* _What the exercise asks_:
Edit the listing from the line containing "the wooden table" through the line containing "43, 176, 127, 225", replacing "mug handle" with "cup handle" and leaving everything else as it is.

Bounding box annotation listing:
·····
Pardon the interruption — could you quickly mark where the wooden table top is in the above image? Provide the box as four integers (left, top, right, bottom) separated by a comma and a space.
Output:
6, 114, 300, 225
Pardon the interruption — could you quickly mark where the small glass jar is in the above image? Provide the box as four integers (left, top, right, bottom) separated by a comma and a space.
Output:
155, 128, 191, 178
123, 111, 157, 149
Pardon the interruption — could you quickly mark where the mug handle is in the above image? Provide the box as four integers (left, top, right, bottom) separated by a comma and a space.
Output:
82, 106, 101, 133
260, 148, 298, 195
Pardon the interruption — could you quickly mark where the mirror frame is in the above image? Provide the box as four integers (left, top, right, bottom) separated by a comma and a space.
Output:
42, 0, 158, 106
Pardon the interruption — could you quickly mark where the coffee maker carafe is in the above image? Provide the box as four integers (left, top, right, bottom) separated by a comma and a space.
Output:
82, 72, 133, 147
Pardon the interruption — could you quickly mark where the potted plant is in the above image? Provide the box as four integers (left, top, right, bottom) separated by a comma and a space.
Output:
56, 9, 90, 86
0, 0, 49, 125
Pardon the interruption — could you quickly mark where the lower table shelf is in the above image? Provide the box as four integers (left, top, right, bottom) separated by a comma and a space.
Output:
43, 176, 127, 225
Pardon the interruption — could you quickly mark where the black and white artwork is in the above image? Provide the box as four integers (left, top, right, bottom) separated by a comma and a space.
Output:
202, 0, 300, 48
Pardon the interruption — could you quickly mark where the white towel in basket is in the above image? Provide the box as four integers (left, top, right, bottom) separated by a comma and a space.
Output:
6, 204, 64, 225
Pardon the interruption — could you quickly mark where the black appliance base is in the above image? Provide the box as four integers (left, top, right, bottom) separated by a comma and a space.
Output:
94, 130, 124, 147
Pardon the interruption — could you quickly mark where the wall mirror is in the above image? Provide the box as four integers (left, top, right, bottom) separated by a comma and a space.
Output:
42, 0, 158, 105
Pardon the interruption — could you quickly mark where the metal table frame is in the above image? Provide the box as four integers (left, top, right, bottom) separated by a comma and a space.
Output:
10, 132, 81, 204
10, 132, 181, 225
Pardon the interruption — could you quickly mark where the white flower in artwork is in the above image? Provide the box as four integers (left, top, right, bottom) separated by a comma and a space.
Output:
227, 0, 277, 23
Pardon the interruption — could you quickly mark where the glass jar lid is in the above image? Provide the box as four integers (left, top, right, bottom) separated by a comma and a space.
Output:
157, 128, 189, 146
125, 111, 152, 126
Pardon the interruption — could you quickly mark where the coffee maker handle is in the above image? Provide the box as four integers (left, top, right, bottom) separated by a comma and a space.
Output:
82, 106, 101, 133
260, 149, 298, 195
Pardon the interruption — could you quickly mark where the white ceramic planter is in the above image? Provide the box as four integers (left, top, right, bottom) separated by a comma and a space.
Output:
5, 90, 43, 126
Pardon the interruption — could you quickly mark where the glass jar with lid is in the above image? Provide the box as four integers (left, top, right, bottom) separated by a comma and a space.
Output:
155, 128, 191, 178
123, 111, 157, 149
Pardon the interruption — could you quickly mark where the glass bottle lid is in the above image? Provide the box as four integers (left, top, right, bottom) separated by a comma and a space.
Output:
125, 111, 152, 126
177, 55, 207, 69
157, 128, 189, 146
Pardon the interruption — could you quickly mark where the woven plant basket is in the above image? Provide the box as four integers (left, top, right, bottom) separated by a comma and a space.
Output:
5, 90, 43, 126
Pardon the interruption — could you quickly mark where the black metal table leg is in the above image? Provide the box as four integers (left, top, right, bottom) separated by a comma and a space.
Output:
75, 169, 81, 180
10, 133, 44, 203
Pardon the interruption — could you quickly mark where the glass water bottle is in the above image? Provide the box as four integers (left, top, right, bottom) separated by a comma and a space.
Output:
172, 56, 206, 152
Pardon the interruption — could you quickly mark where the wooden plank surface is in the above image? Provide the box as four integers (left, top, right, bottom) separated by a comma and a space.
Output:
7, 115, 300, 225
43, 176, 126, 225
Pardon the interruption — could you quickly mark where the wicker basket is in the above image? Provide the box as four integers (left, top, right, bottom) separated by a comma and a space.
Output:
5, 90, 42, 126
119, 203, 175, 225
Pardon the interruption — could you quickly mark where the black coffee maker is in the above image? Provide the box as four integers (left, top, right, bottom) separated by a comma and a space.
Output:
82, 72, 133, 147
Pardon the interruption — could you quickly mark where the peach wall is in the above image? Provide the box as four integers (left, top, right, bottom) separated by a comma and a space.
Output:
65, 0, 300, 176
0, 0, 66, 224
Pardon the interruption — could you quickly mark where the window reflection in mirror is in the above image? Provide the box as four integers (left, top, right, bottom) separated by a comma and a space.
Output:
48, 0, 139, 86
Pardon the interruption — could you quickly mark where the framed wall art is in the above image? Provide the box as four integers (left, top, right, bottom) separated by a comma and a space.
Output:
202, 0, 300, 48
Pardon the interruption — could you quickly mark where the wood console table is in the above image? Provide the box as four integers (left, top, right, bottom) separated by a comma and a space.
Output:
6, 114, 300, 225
·····
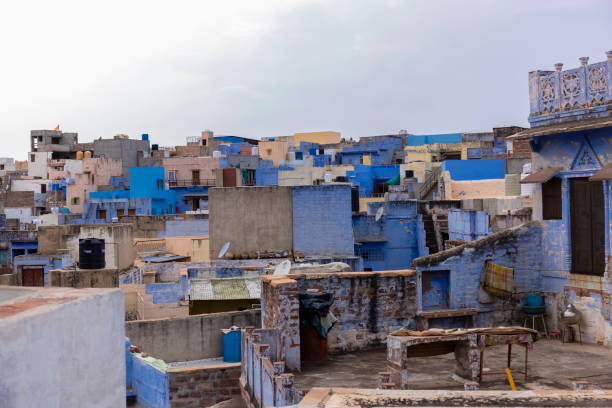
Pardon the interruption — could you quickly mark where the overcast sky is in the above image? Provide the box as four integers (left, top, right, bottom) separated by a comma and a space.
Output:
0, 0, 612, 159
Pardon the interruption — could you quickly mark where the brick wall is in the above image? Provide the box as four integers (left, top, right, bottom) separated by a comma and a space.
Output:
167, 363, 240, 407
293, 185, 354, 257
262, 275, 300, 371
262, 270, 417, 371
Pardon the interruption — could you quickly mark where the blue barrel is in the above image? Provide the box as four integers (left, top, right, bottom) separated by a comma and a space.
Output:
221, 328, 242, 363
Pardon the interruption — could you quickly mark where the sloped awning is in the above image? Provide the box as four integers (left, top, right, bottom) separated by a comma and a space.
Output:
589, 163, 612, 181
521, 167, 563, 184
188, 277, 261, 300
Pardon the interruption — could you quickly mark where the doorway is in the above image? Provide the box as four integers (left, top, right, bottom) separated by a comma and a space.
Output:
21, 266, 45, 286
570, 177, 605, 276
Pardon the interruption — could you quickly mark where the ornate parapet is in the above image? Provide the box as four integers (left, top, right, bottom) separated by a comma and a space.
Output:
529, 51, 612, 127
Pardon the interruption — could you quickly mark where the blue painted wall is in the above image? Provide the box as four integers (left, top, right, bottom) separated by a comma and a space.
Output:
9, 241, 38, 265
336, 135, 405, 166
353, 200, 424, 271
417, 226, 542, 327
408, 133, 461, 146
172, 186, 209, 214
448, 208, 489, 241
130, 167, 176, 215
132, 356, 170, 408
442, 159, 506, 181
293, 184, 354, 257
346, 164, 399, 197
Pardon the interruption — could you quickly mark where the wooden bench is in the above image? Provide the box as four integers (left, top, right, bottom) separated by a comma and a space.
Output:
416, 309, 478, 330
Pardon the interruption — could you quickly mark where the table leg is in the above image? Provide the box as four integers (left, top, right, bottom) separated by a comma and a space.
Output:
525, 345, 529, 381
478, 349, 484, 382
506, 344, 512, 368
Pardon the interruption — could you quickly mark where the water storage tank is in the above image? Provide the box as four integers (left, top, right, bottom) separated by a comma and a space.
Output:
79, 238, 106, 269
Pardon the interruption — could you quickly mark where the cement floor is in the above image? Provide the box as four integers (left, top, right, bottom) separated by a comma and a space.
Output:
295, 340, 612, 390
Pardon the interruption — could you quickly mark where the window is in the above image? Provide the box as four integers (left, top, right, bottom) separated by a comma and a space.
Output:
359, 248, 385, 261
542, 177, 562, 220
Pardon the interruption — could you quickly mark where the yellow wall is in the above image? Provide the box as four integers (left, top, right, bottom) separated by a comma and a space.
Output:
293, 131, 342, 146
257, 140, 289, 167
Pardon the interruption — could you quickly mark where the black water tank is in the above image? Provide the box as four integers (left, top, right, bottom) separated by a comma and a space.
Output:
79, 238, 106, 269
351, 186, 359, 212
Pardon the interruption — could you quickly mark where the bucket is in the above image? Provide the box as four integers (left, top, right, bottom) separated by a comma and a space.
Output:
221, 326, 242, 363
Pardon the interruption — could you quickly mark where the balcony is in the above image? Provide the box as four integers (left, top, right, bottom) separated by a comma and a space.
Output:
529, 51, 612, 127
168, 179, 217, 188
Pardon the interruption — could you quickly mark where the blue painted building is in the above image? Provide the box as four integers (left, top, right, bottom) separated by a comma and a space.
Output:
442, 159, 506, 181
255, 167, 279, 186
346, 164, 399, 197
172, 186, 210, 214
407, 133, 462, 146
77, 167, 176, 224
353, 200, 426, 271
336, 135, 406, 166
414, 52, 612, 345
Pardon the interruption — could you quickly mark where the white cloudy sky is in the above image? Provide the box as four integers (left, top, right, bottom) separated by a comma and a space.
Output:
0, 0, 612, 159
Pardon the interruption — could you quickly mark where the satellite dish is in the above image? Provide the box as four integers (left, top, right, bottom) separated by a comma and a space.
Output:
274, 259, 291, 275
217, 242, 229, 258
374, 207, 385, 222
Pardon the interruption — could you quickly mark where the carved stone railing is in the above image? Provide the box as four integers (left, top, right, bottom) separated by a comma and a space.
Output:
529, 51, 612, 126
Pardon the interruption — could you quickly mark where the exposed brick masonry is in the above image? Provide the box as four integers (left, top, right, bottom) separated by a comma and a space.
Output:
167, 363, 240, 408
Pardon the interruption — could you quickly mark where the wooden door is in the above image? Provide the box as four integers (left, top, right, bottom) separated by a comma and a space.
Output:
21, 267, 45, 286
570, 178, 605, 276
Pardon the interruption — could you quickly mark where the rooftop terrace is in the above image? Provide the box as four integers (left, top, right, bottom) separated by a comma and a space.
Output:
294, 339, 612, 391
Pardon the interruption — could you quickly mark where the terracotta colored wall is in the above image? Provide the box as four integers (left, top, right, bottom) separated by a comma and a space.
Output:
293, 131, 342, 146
·····
* _Response to this exercise_:
Pardon the interruption — could you quickly mark where the wooden table top is in the above image? Provide the box as four integers (left, top, right, bottom) separated by a comma and a space.
Output:
6, 114, 300, 225
Pardon the interruption — could you quickly mark where the small glass jar is in the above image? Provide the box as four integers (left, top, right, bottom) separated by a comma and a space.
Output:
155, 128, 191, 178
123, 111, 157, 149
Pardon the interruption — could you quickly mark where the cup handle is in the above image? Provide the box as four integers (left, top, right, bottom) separated by a comma and a space.
Output:
82, 106, 101, 133
260, 148, 298, 195
Pardon the interruption — could you quickly mark where the mirror frame is in the above image? Provide the box as four integers (left, top, right, bottom) separated by a comma and a space.
Output:
42, 0, 158, 106
Pardon the interruption — could you quickly mark where the coffee maker carafe is in the above image? Provide the box as four integers (left, top, right, bottom) separated by a comma and a space.
Output:
82, 72, 133, 147
Pardon the interruption — could you quickly mark where the potted plant is in the above image? Provide the box as four integers (left, top, right, bottom) separated by a comma and a space.
Output:
56, 9, 90, 86
0, 0, 49, 125
Pardon the interruption — could you quickly mark where the lower table shelf is in the above image? Provide the box as four integers (left, top, right, bottom) separated by a comma and a space.
Output:
43, 176, 127, 225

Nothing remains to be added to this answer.